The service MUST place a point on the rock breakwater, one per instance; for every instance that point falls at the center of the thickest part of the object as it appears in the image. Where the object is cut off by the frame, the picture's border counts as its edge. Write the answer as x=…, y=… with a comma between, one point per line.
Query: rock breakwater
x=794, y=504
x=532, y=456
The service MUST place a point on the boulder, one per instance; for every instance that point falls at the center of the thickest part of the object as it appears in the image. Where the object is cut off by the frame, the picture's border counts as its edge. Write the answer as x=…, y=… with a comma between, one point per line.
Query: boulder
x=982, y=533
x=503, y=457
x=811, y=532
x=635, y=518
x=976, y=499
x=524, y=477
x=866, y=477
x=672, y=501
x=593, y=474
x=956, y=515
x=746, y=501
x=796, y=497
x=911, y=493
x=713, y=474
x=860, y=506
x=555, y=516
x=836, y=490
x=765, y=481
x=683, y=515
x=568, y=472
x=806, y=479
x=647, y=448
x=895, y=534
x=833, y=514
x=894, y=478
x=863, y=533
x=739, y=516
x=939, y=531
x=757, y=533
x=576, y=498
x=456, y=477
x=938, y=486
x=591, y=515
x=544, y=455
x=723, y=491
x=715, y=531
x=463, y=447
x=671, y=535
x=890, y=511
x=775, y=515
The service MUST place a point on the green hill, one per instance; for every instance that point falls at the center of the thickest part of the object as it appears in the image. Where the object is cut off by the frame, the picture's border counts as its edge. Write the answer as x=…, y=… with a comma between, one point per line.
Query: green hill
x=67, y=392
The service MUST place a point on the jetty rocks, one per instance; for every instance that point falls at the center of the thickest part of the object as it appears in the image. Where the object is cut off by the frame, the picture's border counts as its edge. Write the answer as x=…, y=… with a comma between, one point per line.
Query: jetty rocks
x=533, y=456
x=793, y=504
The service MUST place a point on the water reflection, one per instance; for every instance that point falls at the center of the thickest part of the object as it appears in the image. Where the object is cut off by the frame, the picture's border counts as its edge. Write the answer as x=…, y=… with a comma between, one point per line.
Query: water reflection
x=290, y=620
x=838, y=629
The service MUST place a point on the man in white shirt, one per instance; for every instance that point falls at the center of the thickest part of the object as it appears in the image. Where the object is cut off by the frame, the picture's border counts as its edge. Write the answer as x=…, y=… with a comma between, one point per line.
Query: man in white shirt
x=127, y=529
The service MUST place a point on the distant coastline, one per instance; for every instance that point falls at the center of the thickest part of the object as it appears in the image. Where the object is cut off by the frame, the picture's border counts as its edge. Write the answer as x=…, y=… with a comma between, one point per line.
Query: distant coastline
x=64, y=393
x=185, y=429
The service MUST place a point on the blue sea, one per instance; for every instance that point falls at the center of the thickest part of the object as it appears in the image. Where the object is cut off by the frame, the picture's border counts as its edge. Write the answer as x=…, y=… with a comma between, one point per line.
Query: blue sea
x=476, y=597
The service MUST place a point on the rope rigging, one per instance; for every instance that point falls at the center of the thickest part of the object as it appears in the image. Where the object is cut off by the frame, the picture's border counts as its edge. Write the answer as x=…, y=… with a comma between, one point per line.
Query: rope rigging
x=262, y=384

━━━━━━

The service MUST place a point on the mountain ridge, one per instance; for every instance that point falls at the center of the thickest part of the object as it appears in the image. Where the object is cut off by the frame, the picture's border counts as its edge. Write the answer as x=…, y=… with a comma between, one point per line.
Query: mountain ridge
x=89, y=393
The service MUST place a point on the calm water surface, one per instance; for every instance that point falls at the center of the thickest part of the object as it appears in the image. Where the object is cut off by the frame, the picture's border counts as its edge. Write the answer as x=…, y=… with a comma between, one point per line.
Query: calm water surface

━━━━━━

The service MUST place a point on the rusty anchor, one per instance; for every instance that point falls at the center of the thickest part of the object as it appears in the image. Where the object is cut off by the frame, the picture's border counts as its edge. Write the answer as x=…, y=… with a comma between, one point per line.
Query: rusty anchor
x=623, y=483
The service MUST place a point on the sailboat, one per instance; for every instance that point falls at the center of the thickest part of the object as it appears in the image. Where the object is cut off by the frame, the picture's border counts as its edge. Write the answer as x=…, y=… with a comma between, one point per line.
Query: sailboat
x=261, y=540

━━━━━━

What you should do » Reproduce without change everything in the material above, from the line containing "The service MUST place a point on the rock" down to the line containing "x=532, y=456", including both of those lines.

Answer to the problem »
The service MUST place a point on the rock breakwater, one per instance; for every instance that point falls at the center of the thickest part of the object as it appears in the image. Where the object is cut off by the frame, the picture's border counts as its edge. Write the answer as x=…, y=… with a comma between, one point per line.
Query: rock breakwater
x=794, y=504
x=532, y=456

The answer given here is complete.